» EXPLORE THE MATERIAL:
1/ Output the part of the Sharp news report starting at "Japan's Sharp Corp" and ending at "up panel production.".
2/ According to the Sharp news report, at what price did Sharp's shares close after the announcement?
3/ Rewrite the paragraph of the Sharp news report that begins "To cut costs faster and keep ahead of price falls" in fewer words, keeping its main facts.

» READING PASSAGE:

Japan's Sharp Corp <6753.T>, the world's third-largest LCD TV maker, said that it expected to post a much deeper annual loss on sliding LCD prices for the year just ended but that it will speed up panel production.
To cut costs faster and keep ahead of price falls, Sharp, which trails Samsung Electronics Co Ltd <005930.KS> and Sony Corp <6758.T> in LCD TVs, said on Wednesday it would bring forward the start of output at a new LCD panel plant in western Japan by five months to October this year.
Demand is also coming back, Sharp President Mikio Katayama said.
We will begin the start of production at the Sakai Plant in October to meet healthy demand ahead, he told a news conference.
Getting the world's most cost-competitive factory onstream as quickly as we can will be a powerful weapon to win in this tough climate.
Sharp's 380 billion yen ($3.79 billion) plant in western Japan will process so-called 10th-generation glass substrates, which are bigger than earlier-generation substrates and help reduce per-panel production costs.
Its share price, which had fallen as much as 7.7 percent prior to the announcement, closed down 6.1 percent at 813 yen, against the Nikkei's <.N225> 2.7 percent fall.
Consumer interest in electronic gadgets has slumped as a global recession hits employment and income, pushing the world's top makers of liquid crystal displays into the red.
Mounting inventory from unsold LCD panels and TVs, as well as restructuring costs, dragged down Sharp's earnings outlook.

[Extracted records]
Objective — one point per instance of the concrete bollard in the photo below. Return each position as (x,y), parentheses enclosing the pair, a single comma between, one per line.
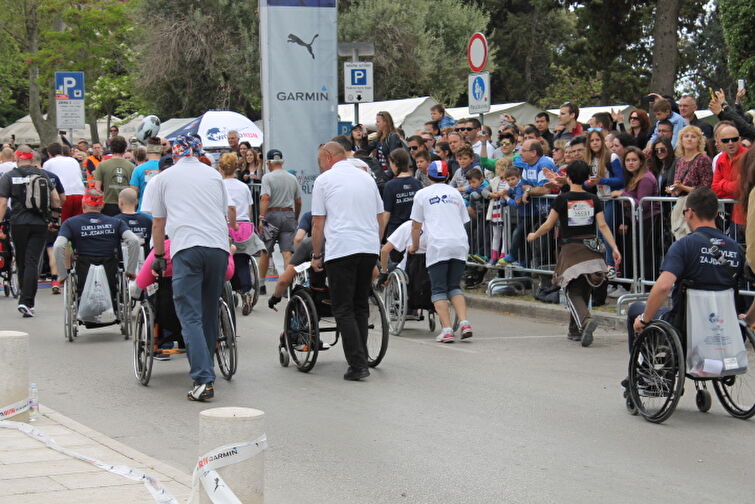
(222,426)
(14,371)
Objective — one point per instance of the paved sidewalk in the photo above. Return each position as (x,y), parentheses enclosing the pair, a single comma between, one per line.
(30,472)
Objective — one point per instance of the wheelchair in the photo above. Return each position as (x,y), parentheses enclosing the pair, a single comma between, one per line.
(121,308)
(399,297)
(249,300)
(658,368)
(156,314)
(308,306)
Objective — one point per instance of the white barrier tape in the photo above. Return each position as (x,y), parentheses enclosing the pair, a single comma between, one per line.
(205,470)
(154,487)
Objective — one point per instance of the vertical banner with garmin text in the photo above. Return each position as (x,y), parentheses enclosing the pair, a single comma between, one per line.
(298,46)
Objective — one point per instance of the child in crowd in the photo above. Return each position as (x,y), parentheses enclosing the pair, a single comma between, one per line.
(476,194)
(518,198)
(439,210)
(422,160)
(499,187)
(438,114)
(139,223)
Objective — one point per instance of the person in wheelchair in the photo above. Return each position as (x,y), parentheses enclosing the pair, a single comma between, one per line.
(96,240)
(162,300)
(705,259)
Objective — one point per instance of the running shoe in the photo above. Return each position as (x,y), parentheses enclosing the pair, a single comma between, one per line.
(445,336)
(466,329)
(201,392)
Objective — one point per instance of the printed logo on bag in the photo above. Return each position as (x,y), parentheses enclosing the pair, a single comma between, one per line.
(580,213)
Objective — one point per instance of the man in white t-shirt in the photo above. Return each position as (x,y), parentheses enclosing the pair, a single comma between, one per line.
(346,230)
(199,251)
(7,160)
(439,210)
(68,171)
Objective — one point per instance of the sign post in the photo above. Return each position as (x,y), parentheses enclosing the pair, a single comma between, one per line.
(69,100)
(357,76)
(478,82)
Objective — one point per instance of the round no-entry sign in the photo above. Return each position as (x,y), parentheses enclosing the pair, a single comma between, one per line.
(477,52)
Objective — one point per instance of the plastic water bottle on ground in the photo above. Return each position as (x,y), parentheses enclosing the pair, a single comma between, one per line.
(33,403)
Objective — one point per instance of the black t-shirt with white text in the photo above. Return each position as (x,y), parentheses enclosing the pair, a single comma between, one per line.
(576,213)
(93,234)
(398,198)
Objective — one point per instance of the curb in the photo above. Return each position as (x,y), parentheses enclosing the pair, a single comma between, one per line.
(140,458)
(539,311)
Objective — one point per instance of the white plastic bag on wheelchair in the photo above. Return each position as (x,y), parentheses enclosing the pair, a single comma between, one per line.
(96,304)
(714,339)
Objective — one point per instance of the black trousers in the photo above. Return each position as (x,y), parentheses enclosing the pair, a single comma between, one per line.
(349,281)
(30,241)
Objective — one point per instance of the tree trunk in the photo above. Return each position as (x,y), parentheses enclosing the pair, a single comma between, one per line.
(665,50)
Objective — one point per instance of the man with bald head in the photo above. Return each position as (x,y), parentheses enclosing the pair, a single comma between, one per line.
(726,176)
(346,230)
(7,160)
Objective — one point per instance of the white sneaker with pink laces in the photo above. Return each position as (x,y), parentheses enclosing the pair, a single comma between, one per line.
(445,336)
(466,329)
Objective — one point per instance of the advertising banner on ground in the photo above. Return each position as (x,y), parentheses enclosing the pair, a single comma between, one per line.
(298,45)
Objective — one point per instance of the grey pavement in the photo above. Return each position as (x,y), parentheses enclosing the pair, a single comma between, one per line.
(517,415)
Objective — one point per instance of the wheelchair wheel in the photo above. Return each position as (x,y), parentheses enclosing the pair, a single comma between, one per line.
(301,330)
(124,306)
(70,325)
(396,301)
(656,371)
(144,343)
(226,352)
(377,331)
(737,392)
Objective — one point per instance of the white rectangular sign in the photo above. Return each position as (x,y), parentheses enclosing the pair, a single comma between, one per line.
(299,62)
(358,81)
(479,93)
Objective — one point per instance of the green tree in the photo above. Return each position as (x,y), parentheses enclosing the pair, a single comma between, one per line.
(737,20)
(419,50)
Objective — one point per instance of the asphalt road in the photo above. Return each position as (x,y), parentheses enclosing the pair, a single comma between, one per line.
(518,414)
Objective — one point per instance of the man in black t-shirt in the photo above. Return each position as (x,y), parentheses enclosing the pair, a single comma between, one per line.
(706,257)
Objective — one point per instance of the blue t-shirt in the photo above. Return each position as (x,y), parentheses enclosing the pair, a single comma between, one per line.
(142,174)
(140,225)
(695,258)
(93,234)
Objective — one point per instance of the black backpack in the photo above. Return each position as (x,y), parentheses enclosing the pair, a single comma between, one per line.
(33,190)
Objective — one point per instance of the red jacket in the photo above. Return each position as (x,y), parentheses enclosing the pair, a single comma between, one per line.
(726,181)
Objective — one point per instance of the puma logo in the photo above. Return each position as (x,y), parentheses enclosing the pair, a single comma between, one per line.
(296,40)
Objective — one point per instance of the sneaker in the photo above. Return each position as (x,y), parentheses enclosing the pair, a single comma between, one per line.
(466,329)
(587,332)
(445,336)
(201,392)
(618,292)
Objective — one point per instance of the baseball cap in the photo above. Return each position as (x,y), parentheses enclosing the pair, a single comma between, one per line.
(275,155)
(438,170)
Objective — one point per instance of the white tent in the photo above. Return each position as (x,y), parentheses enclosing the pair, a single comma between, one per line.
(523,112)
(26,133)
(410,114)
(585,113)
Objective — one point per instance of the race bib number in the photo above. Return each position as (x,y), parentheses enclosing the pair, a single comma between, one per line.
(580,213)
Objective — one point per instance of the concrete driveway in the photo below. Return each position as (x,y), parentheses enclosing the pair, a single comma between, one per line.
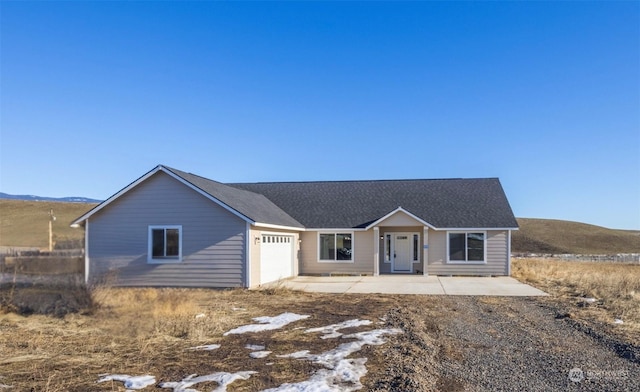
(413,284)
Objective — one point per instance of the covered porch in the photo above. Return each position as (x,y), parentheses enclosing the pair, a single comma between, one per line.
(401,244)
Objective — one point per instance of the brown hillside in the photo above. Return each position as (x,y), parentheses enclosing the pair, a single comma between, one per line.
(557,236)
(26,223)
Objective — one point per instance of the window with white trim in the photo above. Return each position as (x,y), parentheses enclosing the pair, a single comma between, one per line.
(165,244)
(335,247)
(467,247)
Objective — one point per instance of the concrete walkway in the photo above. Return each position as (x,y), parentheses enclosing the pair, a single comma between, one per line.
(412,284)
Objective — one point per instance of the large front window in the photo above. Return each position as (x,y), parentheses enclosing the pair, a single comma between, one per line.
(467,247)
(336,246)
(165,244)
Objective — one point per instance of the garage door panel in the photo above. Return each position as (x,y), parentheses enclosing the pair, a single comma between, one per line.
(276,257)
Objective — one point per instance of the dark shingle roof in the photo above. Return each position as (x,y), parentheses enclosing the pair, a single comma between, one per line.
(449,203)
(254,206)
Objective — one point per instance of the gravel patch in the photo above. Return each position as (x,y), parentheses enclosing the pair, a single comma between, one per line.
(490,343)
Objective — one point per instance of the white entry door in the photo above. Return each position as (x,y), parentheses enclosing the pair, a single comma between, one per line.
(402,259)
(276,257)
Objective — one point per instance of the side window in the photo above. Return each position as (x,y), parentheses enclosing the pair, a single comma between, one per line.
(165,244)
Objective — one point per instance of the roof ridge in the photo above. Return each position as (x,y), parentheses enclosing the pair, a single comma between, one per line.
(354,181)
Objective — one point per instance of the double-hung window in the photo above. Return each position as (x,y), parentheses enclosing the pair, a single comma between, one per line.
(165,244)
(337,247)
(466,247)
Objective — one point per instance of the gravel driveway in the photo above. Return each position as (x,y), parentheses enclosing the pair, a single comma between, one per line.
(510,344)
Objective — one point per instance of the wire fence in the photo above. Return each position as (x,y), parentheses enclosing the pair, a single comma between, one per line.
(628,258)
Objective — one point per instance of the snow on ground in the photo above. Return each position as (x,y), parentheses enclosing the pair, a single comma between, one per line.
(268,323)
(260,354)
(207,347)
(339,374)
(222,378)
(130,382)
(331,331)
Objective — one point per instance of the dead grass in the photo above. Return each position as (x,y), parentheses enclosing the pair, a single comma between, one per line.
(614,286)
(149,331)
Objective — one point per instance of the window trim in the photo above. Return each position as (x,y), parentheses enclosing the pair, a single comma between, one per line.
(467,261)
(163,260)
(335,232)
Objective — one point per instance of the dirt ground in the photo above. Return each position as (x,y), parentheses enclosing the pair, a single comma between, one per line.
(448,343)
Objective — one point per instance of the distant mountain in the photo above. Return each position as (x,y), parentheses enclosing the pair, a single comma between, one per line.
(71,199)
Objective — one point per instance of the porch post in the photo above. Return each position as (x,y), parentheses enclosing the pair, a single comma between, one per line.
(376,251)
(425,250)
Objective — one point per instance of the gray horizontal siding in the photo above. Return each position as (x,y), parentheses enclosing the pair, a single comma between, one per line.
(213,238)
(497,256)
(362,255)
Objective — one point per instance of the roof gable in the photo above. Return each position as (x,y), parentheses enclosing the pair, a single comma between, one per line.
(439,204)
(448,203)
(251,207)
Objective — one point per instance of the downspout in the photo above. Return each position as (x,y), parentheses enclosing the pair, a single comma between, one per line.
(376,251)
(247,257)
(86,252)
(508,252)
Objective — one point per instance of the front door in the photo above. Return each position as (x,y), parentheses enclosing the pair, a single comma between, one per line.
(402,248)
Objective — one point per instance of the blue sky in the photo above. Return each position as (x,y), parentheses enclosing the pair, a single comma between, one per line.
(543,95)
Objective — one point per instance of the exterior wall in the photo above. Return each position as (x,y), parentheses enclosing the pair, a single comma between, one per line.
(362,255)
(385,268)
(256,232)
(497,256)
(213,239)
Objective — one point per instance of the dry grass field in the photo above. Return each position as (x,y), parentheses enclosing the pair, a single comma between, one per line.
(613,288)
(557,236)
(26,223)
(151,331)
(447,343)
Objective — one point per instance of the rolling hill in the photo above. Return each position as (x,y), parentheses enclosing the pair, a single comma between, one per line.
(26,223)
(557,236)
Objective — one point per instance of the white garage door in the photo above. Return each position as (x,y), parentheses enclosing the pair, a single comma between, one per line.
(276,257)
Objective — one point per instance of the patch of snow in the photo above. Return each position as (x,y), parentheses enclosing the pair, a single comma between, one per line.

» RESPONSES BY TASK:
1/
Japan's Sharp Corp <6753.T>, the world's third-largest LCD TV maker, said that it expected to post a much deeper annual loss on sliding LCD prices for the year just ended but that it will speed up panel production.

2/ 813 yen, down 6.1 percent.

3/ Sharp, which ranks behind Samsung Electronics and Sony in LCD TVs, said on Wednesday that it would start output at its new LCD panel plant in western Japan five months early, in October this year, to cut costs faster and stay ahead of price falls.